[Set problem 1] Which lines of the records contain the string "mast"? Report every such line in full, and treat uppercase and lowercase as different.

But for the most part, Newport was a summer destination for people
who lived inland. Once September came, the place closed up shop. The
year-round population was pretty small, and this was true of all the
other towns along the coast.
These small populations didn’t have much of an effect on the
ocean. For a great deal of my life, I looked at the ocean much the
way I looked at the grocery store, as a place to get food.
Hungry? Put on your trunks, head over to the rocks south of Little
Corona, and get a couple of lobster for dinner, or maybe some
abalone. The same thing was true of the Back Bay. We’d go back there
and get scallops and steam them.
I remember one memorable meal. I had met a young woman at the
beach that day. We hit it off, and I invited her over to my place for
dinner that night. I will confess up front that I was intent on
seducing her.
I left the beach and headed over to Little Corona, where I picked
up a couple of abalone. On the way in, I saw a small octopus and
grabbed that as well.
That afternoon, I prepared the abalone, slicing it into steaks,
and then pounded away at those steaks with an empty milk bottle until
they were perfectly tender. When the time came, I’d roll them in
cracker crumbs and fry them with a little lemon juice. Once the
abalone was tenderized, I took the octopus and diced the tentacles
into a seafood cocktail, and everything was ready.

[Set problem 2] Can you reproduce the Newport passage above word for word, from its first line to its last?

[Records to use]
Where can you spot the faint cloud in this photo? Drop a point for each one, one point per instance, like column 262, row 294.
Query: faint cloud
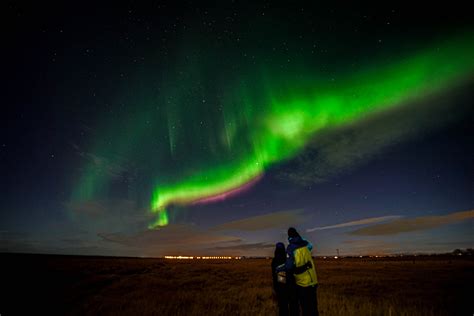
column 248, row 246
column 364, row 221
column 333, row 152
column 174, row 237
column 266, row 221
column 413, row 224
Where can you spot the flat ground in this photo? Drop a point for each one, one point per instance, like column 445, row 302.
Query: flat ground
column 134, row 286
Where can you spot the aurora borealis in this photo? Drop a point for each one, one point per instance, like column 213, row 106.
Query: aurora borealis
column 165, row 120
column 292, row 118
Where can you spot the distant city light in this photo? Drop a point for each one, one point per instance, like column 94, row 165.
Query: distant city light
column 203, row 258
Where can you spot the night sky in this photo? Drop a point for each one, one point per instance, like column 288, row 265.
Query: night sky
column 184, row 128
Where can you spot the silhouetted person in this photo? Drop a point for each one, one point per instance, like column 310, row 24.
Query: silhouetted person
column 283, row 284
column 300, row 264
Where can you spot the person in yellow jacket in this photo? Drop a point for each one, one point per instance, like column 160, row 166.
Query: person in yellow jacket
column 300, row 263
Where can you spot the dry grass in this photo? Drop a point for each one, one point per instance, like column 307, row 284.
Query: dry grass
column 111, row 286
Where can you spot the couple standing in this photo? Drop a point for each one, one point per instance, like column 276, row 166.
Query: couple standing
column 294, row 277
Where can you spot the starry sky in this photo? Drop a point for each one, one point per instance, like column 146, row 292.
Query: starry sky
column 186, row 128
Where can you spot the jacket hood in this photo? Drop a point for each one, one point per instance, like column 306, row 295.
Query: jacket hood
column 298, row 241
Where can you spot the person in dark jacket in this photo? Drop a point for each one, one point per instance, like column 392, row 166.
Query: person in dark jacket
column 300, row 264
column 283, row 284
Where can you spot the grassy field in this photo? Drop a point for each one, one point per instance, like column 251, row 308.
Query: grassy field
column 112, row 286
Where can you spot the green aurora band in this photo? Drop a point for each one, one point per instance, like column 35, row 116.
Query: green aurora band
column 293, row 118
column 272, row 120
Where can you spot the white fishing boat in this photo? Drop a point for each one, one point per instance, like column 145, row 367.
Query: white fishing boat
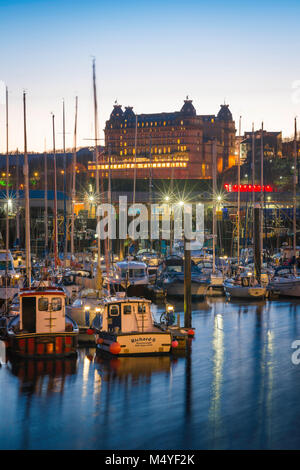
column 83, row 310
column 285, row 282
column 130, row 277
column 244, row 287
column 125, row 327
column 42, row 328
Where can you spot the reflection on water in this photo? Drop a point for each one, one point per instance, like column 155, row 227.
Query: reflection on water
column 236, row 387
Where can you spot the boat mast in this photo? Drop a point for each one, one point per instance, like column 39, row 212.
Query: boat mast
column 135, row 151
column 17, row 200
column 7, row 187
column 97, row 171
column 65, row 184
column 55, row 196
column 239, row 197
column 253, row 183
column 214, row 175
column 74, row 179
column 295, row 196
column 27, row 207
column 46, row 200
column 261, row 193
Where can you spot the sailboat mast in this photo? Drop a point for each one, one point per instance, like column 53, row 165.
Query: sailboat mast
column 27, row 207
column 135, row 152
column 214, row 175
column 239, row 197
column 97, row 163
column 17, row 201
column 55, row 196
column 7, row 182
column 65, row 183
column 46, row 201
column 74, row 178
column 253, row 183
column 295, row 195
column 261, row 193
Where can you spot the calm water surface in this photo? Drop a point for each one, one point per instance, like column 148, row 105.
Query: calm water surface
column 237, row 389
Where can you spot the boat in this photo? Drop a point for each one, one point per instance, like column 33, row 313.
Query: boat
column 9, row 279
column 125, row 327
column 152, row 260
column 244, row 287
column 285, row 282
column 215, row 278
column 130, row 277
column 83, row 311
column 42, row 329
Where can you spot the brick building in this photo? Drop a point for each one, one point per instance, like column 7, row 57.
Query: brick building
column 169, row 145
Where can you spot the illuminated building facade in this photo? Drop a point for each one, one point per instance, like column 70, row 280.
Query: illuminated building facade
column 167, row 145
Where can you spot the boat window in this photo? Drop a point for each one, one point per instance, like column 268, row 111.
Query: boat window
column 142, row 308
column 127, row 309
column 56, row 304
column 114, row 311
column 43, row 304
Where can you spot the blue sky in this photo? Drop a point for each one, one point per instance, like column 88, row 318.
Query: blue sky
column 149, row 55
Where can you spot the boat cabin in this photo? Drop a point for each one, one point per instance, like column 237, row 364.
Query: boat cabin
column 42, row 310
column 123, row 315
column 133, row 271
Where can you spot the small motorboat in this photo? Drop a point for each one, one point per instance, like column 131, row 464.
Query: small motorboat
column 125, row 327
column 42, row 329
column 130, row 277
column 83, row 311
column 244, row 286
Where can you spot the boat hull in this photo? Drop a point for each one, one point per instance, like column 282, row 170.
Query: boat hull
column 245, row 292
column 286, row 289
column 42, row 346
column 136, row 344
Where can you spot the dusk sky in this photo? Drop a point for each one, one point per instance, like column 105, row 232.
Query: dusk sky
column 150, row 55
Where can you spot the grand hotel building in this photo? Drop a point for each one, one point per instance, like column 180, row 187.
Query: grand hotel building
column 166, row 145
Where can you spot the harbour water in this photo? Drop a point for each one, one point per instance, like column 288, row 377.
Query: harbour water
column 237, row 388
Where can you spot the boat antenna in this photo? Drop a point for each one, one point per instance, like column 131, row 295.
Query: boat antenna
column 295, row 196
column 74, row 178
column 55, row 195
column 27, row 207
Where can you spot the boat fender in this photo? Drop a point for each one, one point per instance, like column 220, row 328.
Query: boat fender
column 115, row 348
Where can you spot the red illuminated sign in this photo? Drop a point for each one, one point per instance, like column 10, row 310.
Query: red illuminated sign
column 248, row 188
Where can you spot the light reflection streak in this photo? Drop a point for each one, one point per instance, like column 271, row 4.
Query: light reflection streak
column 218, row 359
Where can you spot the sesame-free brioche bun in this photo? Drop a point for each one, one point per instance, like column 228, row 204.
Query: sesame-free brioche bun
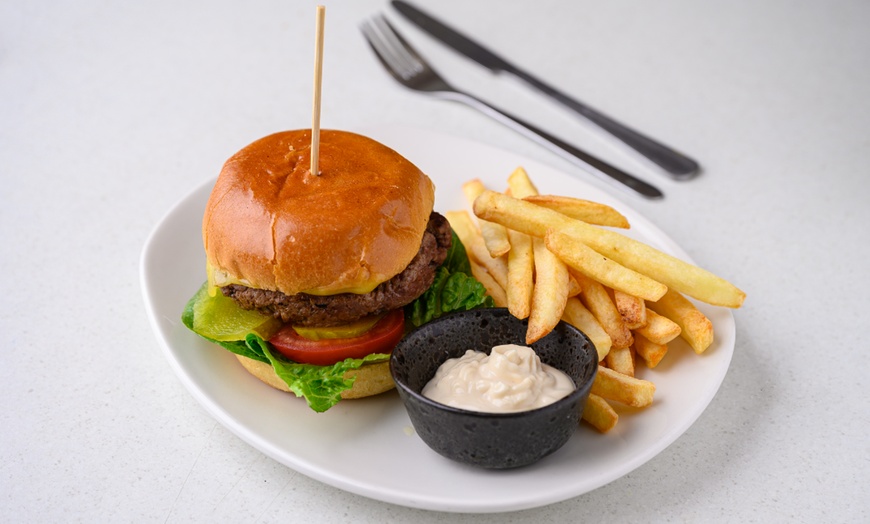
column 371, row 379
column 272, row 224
---
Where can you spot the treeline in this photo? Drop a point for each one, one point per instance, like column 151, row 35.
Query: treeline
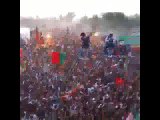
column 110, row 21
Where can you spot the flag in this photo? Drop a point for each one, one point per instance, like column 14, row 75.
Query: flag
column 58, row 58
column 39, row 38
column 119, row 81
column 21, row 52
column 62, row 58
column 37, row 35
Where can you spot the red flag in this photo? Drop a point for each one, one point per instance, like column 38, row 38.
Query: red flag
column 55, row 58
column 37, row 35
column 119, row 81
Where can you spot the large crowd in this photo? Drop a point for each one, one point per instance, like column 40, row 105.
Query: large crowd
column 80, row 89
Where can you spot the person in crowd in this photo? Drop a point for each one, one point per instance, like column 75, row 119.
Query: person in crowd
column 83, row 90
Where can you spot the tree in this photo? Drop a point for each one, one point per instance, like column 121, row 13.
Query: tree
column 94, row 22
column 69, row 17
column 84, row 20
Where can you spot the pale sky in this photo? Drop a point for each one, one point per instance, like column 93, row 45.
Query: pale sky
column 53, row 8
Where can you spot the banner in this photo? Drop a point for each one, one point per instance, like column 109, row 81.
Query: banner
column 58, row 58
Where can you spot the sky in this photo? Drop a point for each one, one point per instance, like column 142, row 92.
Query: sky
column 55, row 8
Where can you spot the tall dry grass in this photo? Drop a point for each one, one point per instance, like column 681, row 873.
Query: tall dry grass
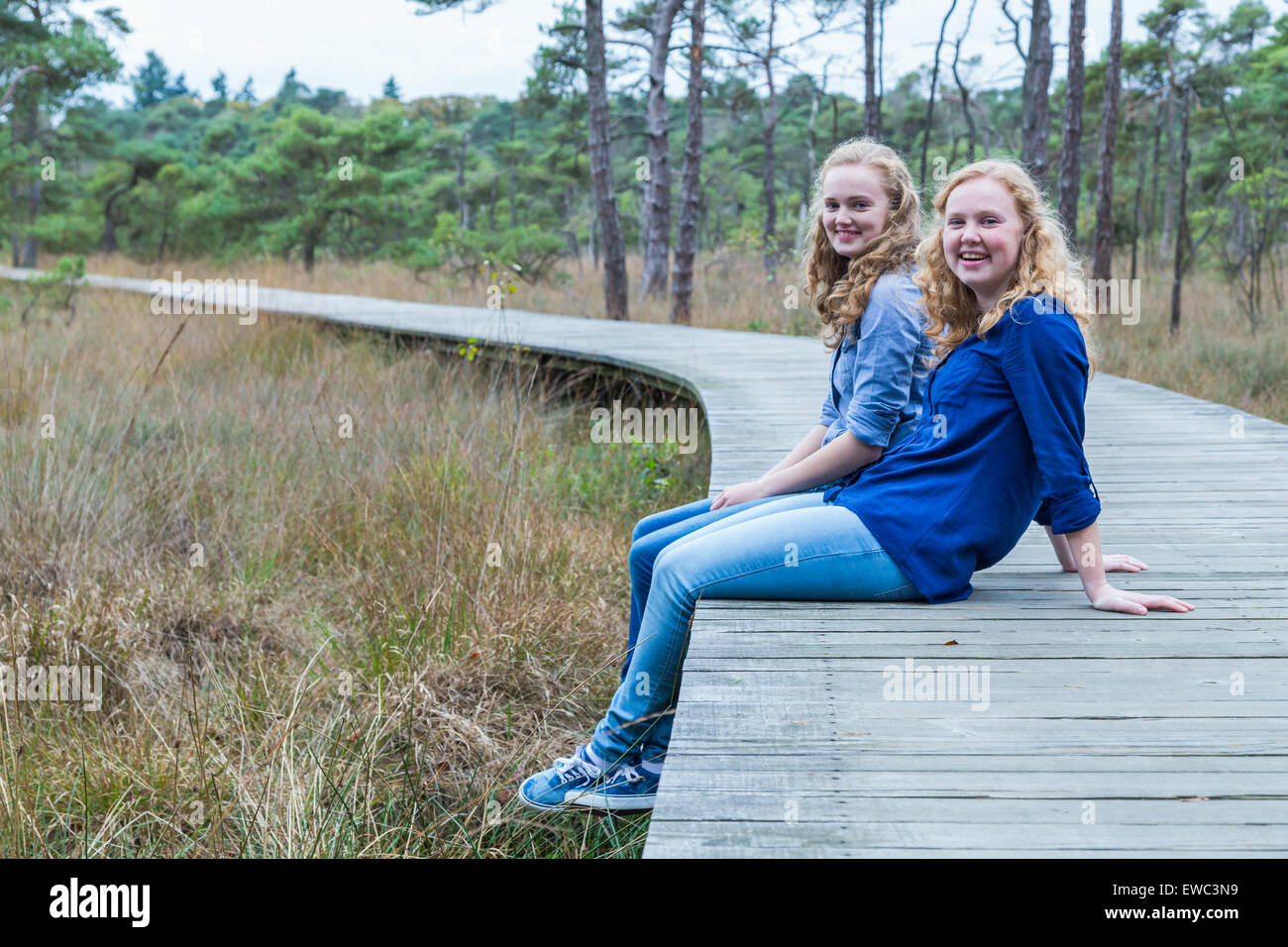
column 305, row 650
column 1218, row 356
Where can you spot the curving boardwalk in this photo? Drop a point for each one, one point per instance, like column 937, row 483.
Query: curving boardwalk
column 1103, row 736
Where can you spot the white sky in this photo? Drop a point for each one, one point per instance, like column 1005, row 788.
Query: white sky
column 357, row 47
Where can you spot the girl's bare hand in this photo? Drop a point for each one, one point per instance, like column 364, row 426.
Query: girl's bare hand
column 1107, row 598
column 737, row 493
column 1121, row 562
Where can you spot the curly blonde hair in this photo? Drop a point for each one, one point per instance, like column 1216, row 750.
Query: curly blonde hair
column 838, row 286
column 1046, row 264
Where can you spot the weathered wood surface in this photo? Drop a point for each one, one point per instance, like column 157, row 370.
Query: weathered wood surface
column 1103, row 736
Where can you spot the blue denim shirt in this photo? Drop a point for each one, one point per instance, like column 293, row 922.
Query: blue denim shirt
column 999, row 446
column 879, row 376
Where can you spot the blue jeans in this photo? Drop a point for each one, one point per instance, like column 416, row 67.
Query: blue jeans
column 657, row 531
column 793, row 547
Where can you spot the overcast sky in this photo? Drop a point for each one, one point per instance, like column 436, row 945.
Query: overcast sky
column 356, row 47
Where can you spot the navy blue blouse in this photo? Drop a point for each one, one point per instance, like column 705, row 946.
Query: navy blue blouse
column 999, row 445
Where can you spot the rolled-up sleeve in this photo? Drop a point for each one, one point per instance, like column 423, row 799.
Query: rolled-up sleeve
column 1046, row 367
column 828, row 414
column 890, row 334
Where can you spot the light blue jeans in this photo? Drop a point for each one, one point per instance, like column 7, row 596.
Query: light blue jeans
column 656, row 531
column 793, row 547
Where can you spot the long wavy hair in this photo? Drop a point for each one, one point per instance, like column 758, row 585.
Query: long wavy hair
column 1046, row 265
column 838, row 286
--
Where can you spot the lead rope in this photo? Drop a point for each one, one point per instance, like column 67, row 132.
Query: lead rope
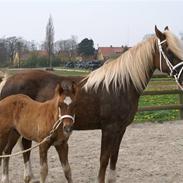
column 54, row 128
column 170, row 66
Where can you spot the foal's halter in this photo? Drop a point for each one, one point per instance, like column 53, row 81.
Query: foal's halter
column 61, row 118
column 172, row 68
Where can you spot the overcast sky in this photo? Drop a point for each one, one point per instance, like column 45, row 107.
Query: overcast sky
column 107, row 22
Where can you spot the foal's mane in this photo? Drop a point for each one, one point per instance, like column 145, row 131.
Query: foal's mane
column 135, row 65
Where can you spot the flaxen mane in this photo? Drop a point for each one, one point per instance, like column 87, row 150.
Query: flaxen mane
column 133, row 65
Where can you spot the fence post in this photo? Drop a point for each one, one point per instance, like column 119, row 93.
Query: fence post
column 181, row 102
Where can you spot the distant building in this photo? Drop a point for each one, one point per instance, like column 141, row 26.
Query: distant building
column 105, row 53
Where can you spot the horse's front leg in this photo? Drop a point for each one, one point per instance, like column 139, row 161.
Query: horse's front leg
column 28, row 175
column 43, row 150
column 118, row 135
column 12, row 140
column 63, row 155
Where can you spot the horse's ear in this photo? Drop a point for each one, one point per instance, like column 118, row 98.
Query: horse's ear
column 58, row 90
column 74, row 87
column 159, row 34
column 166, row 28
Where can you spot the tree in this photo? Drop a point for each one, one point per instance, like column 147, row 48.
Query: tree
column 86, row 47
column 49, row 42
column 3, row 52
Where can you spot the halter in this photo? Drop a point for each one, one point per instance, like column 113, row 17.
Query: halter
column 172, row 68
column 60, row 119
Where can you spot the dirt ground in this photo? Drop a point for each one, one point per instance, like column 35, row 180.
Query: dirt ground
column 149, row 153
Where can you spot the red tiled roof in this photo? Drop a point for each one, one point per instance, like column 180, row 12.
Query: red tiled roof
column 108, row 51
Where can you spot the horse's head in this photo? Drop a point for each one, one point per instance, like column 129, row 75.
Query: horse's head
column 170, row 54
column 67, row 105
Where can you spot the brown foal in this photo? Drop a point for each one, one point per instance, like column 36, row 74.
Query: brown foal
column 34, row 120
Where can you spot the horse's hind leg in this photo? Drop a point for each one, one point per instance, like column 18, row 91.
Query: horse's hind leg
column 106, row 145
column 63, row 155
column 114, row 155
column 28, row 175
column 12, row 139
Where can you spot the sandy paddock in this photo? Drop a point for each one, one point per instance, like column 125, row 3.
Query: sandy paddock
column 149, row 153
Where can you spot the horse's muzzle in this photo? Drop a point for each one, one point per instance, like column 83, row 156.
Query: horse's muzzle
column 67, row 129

[Response 1]
Where can you spot the boat mast in this photo? Drop a point for each one, one point per instance, like column 39, row 212.
Query: boat mast
Where can you spot the sailboat mast in this photo? Drop a point for each one, one point per instance, like column 53, row 165.
Query: sailboat mast

[Response 2]
But for the most part, Newport was a summer destination for people
who lived inland. Once September came, the place closed up shop. The
year-round population was pretty small, and this was true of all the
other towns along the coast.
These small populations didn’t have much of an effect on the
ocean. For a great deal of my life, I looked at the ocean much the
way I looked at the grocery store, as a place to get food.
Hungry? Put on your trunks, head over to the rocks south of Little
Corona, and get a couple of lobster for dinner, or maybe some
abalone. The same thing was true of the Back Bay. We’d go back there
and get scallops and steam them.
I remember one memorable meal. I had met a young woman at the
beach that day. We hit it off, and I invited her over to my place for
dinner that night. I will confess up front that I was intent on
seducing her.
I left the beach and headed over to Little Corona, where I picked
up a couple of abalone. On the way in, I saw a small octopus and
grabbed that as well.
That afternoon, I prepared the abalone, slicing it into steaks,
and then pounded away at those steaks with an empty milk bottle until
they were perfectly tender. When the time came, I’d roll them in
cracker crumbs and fry them with a little lemon juice. Once the
abalone was tenderized, I took the octopus and diced the tentacles
into a seafood cocktail, and everything was ready.